The problem
What is needed is a word-for-word transcription of every record below.

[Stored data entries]
*** Begin section ***
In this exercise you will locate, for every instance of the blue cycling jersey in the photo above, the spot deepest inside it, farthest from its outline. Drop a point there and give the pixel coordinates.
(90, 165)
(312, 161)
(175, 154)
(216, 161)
*** End section ***
Response to this task
In this exercise you will locate, for every instance of the blue cycling jersey in the photo above, the spot deepest inside it, farthest from its outline. Drop a point there and give the pixel coordinates.
(90, 165)
(312, 161)
(175, 154)
(216, 161)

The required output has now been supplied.